- [Brief]
Revise the masking thread, giving everything from "On Tue, Jun 14, 2016 at 10:44" down to "x & 0x7FFFFFFF." with "sign bit" changed to "top bit".

- [Supplied text]
On Tue, Jun 14, 2016 at 10:44 AM, Dave MacFarlane <driu...@gmail.com> wrote:
> What I'm not understanding is why that's not the case in this example. It's
> a 32 bit bitwise operation on a 32 bit signed type. Shouldn't 0xFFFFFFFF be
> coerced to a value of -1?
Why don't you just write -1?
I don't actually understand what you are doing. Given an int32 value
x, x & 0xFFFFFFF (assuming that were valid) is always simply x. What
else could it be? If you want to mask out the sign bit you should
write x & 0x7FFFFFFF.
Ian
> On Tue, Jun 14, 2016 at 1:23 PM, Jan Mercl <0xj...@gmail.com> wrote:
>>
>> All binary operators, except shifts, require identical left and right
>> types. Untyped values will be coerced to the type of the other side, if
>> representable as such after the conversion. That's not the case in this
>> example.

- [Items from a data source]
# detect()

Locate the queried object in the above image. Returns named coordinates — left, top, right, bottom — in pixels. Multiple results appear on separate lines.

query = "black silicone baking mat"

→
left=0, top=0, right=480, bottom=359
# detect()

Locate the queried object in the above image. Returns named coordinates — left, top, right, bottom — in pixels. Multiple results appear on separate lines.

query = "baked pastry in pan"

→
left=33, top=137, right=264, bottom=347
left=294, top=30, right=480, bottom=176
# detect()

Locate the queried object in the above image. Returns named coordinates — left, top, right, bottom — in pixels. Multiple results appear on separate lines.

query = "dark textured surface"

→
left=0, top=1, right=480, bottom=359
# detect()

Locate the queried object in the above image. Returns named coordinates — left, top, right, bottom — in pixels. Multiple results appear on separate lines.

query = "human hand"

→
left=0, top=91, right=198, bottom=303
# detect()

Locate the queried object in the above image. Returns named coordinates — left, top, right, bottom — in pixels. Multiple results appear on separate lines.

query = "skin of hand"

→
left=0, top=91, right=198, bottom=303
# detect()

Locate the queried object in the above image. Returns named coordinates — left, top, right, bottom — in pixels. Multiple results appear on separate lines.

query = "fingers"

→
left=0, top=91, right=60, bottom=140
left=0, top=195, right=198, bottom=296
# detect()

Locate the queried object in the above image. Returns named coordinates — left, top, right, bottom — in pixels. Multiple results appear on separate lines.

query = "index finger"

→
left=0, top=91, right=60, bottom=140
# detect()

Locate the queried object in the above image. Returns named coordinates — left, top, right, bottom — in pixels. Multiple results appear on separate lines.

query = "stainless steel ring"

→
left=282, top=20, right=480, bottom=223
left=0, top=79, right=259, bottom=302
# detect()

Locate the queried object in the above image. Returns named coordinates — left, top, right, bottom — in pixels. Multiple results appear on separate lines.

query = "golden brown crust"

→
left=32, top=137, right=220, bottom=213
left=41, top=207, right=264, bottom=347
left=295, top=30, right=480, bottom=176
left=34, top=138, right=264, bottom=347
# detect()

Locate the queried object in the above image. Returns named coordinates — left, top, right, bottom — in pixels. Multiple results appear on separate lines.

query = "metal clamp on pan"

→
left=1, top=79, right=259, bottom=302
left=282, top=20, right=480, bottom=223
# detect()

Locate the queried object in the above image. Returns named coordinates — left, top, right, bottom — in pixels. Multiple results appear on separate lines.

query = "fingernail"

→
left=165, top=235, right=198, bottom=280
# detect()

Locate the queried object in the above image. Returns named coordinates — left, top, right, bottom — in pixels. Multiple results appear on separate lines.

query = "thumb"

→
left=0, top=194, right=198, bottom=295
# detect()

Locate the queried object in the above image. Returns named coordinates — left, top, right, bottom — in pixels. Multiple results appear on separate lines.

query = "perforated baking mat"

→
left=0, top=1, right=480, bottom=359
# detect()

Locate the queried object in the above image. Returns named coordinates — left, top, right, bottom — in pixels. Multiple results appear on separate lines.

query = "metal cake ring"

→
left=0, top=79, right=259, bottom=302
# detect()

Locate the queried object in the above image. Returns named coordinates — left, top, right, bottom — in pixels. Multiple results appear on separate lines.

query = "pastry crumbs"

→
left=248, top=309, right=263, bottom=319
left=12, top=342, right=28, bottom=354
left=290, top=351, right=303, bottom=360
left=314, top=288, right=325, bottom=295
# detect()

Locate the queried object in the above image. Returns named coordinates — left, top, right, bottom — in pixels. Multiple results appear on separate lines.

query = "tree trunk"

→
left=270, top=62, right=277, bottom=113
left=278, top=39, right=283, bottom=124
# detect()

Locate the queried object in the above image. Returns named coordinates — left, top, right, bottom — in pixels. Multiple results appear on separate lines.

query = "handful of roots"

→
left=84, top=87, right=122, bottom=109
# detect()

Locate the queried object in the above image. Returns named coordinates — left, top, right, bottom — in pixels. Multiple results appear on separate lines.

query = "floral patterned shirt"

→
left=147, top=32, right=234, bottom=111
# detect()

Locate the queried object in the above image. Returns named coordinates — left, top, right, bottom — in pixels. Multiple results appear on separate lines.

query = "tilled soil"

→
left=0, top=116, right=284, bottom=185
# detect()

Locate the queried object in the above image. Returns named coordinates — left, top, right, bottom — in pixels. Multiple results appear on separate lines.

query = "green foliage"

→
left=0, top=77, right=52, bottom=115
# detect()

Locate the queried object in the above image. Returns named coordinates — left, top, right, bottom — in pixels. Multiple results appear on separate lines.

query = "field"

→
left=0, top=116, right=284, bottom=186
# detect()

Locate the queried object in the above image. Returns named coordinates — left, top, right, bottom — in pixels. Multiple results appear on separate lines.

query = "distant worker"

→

- [Solution to this problem]
On Tue, Jun 14, 2016 at 10:44 AM, Dave MacFarlane <driu...@gmail.com> wrote:
> What I'm not understanding is why that's not the case in this example. It's
> a 32 bit bitwise operation on a 32 bit signed type. Shouldn't 0xFFFFFFFF be
> coerced to a value of -1?
Why don't you just write -1?
I don't actually understand what you are doing. Given an int32 value
x, x & 0xFFFFFFF (assuming that were valid) is always simply x. What
else could it be? If you want to mask out the top bit you should
write x & 0x7FFFFFFF.